**DOCUMENT SECTION:**
[Start of Attachment]
OCA-B/Pou2af1 promotes autoimmune demyelination through control of stem-like CD4+ T cells [Relapse scRNAseq]

The identification of druggable therapeutic targets that preferentially promote autoimmunity remains a key goal in the field. Recent work shows that populations of memory/stem-like T cells drive autoimmunity, but the factors that generate and sustain these populations are incompletely understood. The lymphocyte-restricted transcriptional cofactor OCA-B/Pou2af1 is a regulator of CD4+ T cell memory. Here we show that T cell-intrinsic loss of OCA-B protects mice from experimental autoimmune encephalomyelitis (EAE) in both chronic and relapsing-remitting mouse models while preserving acute responses to infection with a neurotropic coronavirus. In adoptive transfer EAE driven by antigen re-encounter, T cell-specific OCA-B loss largely eliminates Th1- and Th17-mediated CNS infiltration, proinflammatory cytokine production and disease. Using an OCA-B-mCherry reporter mouse, we show that OCA-B expressing CD4+ T cells within the CNS of mice with EAE preferentially display a memory-like phenotype. Transferring these OCA-Bhi memory-like CD4+ T cells preferentially confers disease, identifying OCA-B as a marker of encephalitogenic autoreactive CD4+ T cells. Notably, in a relapsing-remitting EAE model, OCA-B T cell-deficient mice show specific protection at relapse, highlighting the potential to target OCA-B in MS patients to limit disease progression. During remission, OCA-B promotes the expression of Tcf7, Slamf6, and Sell in proliferating T cell populations. At relapse, OCA-B loss results in the accumulation of an immunomodulatory CD4+ T cell population expressing Ccr9 and Bach2. These results highlight OCA-B as a driver of pathogenic stem-like T cells responsible for relapse and promising MS therapeutic target. NOD Ocab(fl/fl) and Ocab(fl/fl);CD4-Cre mice were induced with EAE. At disease relapse, brain and spinal cord CD3e+ cells were isolated by FACS and processed for single cell RNA sequencing.
[End of Attachment]
**ABOUT THIS TASK:**
Answer these questions from the OCA-B text:
1. What kind of virus was used to check acute responses to infection?
2. During remission, OCA-B promotes the expression of which three genes in proliferating T cell populations?
3. At disease relapse, which cells were isolated by FACS, and from which tissues?
Rely only on the OCA-B text above.

**SUPPLIED MATERIAL:**
[Start of Attachment]
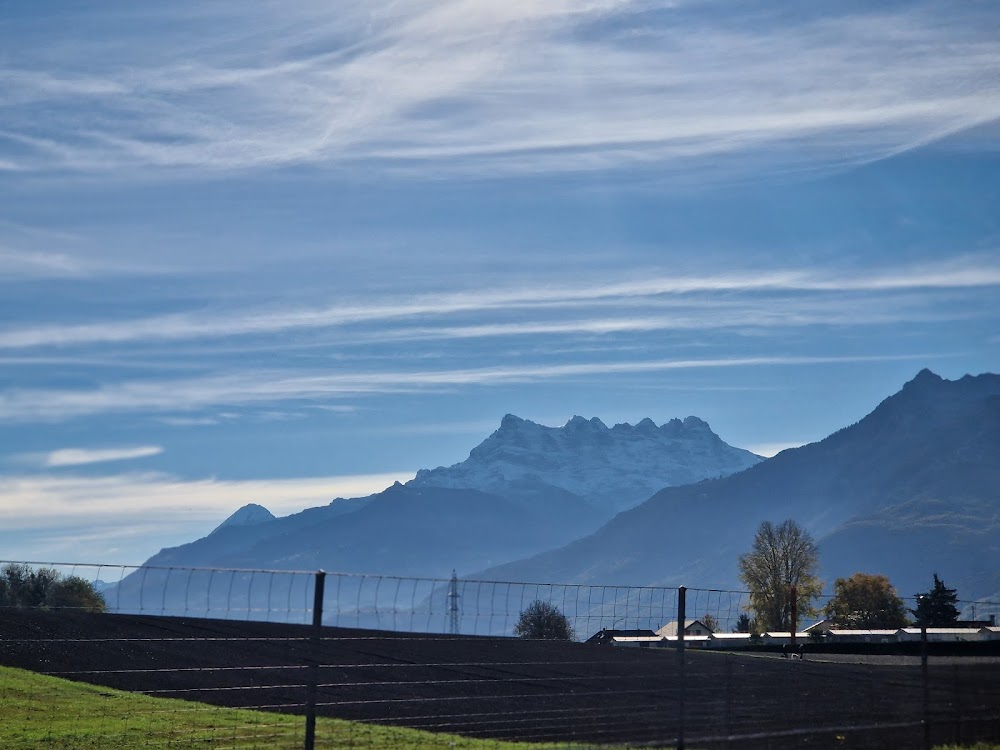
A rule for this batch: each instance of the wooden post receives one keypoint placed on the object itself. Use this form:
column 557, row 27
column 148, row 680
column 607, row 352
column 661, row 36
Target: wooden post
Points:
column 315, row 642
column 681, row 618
[End of Attachment]
**EXERCISE RESPONSE:**
1. A neurotropic coronavirus.
2. Tcf7, Slamf6, and Sell.
3. CD3e+ cells, from the brain and spinal cord.